- TO BE DONE
Please copy the rows below, word for word, starting with the line that contains "In this exercise you will locate the black" and running through the end of the rows, with both ends included.
>> Start INFORMATION SHOWN
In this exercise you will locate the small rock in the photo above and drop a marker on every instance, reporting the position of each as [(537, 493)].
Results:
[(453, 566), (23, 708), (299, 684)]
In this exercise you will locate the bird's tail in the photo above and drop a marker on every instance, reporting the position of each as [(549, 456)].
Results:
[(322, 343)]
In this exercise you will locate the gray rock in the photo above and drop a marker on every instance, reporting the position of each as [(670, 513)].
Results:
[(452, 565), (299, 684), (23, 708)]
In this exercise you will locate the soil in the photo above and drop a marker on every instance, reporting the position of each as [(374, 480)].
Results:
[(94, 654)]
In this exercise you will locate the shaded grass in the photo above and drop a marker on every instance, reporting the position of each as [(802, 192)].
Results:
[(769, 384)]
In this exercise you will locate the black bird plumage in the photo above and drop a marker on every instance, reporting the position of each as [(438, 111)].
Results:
>> End INFORMATION SHOWN
- TASK RESULT
In this exercise you will locate the black bird plumage in the photo above and drop a marker on every instance, reporting the position of each as [(438, 111)].
Results:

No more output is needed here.